Filsafat: teori kebenaran Deduktip
Deduktip
(Pengejawantahan
Kebenaran Umum ke dalam Situasi Khusus)
I.
Pendahuluan
Filsafat adalah suatu cara
berpikir yang menyeluruh, dengan cara mengupas pengetahuan sedalam-dalamnya.
Filsafat dapat juga dikatakan upaya manusia dalam mengumpulkan pengetahuan
sebanyak mungkin dalam proses pengaturan kehidupan ke bentuk yang sistematik.
Pengetahuan juga dapat dikatakan sebagai jawaban dari berbagai pertanyaan yang
kerap sekali muncul di dalam kehidupan. Dari sebuah pertanyaan, diharapkan
mendapatkan jawaban yang benar. Dalam mempelajari filsafat ilmu, diharapkan
setiap manusia dapat menggunakan penalarannya untuk dapat menemukan kebenaran
yang bersifat logika deduktifsebagai landasan dalam bertindak. Di mana hasil
pemikiran yang dimiliki oleh manusia itu haruslah dinilai menjadi suatu titik
kebenaran. Kebenaran itu harus dapat diwujudnyatakan melalui tindakan dan
kehidupan sekitar manusia agar lebih mudah dipahami. Semoga sajian ini dapat
menambah wawasan kita bersama.
II.
Pembahasan
2.1.
Pengertian
Deduktip
Deduktif berasal dari
bahasa Inggris yaitu Deduction yang
berarti penarikan kesimpulan dari keadaan umum atau menemukan sesuatu yang
sifatnya khusus dari keadaan yang umum.[1]
Deduktif adalah cara berpikir di mana dari pernyataan yang bersifat umum
kemudian ditariklah kesimpulan yang bersifat khusus. Penarikan kesimpulan
secara deduktif biasanya mempergunakan pola berpikir yang dinamakan silogismus.
Silogismus adalah contoh yang paling tegas dalam berpikir deduktif yakni
mengambil kesimpulan khusus dari kesimpulan umum. Di mana silogismus disusun
dari dua buah pernyataan dan sebuah kesimpulan. Metode berpikir deduktif adalah
metode berpikir yang menerapkan hal-hal yang umum terlebih dahulu untuk
seterusnya dihubungkan dalam bagian-bagiannya yang khusus. Metode ini
berpangkal pada suatu peristiwa umum, yang kebenarannya telah diketahui atau
diyakini, dan berakhir pada suatu kesimpulan yang bersifat lebih khusus.[2]
Hal-hal yang harus ada
dalam metode deduktif ialah adanya perbandingan logis antara
kesimpulan-kesimpulan itu sendiri. Ada penyelidikan bentuk logis teori itu
dengan tujuan apakah teori tersebut mempunyai sifat empiris atau ilmiah, ada
perbandingan dengan teori-teori lain dan ada pengujian teori dengan jalan
menerapkan secara empiris kesimpulan-kesimpulan yang bisa ditarik dari teori
tersebut.

__________

» **Latihan Singkat A**
Menurut cuplikan halaman tentang berpikir deduktif, dari apa saja silogismus disusun?
» **Latihan Singkat B**
Ubah nama "plumage" menjadi "feathers" dalam catatan, lalu tuliskan kembali baris-baris catatan mulai dari baris yang memuat "For the benchmark, mark every instance of the stork's" sampai akhir catatan tanpa perubahan lain.

[Entri data tersimpan]
__________

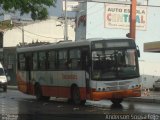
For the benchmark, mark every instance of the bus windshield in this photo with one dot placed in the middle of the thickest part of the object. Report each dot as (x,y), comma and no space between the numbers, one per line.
(114,64)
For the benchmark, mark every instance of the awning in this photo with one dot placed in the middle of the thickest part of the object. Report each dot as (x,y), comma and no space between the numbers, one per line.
(152,47)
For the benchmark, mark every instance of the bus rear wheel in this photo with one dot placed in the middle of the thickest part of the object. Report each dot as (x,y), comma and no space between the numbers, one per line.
(39,95)
(117,101)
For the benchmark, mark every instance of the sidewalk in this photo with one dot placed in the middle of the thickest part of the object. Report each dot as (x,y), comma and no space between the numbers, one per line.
(12,87)
(152,97)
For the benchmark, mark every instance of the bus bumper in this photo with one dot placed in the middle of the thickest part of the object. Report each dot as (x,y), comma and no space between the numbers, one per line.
(99,95)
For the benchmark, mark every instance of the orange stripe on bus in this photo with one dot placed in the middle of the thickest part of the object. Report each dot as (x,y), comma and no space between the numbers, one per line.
(116,94)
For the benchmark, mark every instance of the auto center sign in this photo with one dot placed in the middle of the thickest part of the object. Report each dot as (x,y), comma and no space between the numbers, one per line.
(118,16)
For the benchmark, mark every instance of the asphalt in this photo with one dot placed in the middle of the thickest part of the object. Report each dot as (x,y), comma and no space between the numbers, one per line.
(146,96)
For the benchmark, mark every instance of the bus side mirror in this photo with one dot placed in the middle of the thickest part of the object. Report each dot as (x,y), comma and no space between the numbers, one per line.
(138,52)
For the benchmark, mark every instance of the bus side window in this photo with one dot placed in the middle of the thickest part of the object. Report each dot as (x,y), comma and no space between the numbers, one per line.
(51,60)
(62,59)
(35,61)
(42,60)
(21,60)
(74,59)
(29,61)
(85,59)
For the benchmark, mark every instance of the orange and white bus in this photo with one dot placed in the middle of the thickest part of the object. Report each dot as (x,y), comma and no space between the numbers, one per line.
(92,69)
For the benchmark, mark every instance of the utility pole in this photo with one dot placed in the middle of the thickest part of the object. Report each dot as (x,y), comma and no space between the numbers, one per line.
(22,34)
(65,23)
(133,19)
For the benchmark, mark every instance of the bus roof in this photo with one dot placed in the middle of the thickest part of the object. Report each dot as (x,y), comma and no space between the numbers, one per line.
(64,44)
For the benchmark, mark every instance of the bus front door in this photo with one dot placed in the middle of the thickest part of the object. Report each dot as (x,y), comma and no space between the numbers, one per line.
(28,72)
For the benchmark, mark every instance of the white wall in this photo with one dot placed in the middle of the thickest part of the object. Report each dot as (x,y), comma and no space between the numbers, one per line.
(45,31)
(150,72)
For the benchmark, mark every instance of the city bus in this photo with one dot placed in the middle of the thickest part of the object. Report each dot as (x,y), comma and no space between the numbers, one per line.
(93,69)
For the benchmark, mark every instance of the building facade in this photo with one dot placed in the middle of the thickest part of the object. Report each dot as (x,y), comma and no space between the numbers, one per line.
(51,30)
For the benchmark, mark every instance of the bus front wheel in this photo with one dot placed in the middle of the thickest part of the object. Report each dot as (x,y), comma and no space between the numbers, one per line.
(38,93)
(116,101)
(75,95)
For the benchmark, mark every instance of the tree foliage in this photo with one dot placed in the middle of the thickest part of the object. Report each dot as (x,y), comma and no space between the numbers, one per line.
(37,8)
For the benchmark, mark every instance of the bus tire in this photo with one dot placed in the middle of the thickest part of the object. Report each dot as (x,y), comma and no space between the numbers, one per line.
(39,95)
(5,89)
(75,95)
(117,101)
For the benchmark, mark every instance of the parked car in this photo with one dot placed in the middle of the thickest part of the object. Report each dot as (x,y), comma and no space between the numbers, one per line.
(3,78)
(156,85)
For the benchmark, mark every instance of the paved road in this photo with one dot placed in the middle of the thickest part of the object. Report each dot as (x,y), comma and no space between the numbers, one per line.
(16,105)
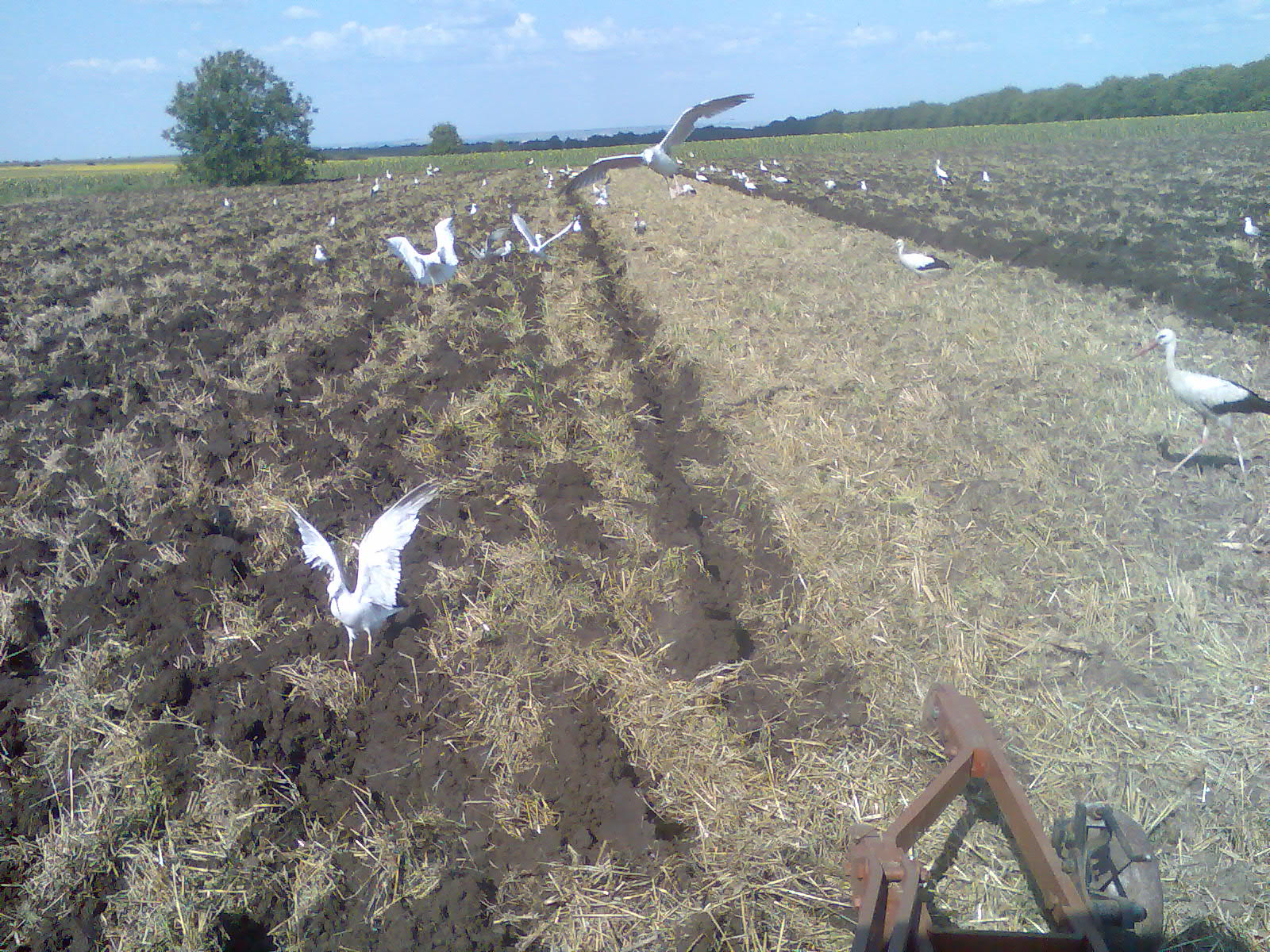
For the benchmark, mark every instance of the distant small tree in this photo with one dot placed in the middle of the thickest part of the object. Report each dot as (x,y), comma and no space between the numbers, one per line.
(444,140)
(238,124)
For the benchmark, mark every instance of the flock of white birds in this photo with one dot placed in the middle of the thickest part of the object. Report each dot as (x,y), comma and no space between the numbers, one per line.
(368,607)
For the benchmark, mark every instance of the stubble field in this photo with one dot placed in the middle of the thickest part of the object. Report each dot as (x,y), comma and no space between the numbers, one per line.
(719,505)
(1162,215)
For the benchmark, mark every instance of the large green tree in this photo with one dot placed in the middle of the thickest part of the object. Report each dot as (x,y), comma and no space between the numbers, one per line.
(238,124)
(444,140)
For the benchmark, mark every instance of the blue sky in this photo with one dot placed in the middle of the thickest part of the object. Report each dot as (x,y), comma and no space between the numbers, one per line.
(93,79)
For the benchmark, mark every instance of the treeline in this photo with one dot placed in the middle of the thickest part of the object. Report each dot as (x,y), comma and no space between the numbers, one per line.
(1204,89)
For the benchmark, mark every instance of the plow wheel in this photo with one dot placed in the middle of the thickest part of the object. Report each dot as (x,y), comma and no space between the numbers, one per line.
(1106,854)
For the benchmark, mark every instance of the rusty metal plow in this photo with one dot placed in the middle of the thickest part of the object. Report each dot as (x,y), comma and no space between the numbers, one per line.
(1098,879)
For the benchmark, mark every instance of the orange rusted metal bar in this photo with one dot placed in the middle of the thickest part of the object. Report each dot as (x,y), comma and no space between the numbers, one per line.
(887,880)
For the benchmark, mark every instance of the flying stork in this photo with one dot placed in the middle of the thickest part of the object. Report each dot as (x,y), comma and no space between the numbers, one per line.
(660,158)
(1212,397)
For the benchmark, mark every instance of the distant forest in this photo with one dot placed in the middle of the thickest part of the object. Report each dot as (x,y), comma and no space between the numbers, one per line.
(1204,89)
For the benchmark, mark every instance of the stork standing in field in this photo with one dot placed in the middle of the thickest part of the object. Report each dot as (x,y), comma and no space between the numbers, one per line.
(372,602)
(435,268)
(1212,397)
(658,158)
(537,245)
(918,262)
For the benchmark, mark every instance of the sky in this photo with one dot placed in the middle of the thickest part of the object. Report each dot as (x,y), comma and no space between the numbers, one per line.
(92,79)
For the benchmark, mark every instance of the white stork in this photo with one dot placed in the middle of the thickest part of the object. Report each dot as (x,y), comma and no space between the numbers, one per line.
(435,268)
(918,262)
(537,245)
(1212,397)
(658,158)
(372,602)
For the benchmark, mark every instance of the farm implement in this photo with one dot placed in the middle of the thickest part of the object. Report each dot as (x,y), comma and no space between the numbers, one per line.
(1096,877)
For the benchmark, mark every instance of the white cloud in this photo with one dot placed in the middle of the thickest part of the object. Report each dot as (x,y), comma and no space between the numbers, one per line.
(869,36)
(592,38)
(522,29)
(116,67)
(948,40)
(387,42)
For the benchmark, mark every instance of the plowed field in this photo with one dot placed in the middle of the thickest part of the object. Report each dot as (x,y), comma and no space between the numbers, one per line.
(718,505)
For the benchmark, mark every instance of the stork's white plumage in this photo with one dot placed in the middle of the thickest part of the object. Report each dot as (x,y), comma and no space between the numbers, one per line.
(372,602)
(435,268)
(918,262)
(660,158)
(1214,399)
(537,245)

__________

» **Penyelesaian Lengkap A**
Silogismus disusun dari dua buah pernyataan dan sebuah kesimpulan.

» **Penyelesaian Lengkap B**
For the benchmark, mark every instance of the stork's white feathers in this photo with one dot placed in the middle of the thickest part of the object. Report each dot as (x,y), comma and no space between the numbers, one per line.
(372,602)
(435,268)
(918,262)
(660,158)
(1214,399)
(537,245)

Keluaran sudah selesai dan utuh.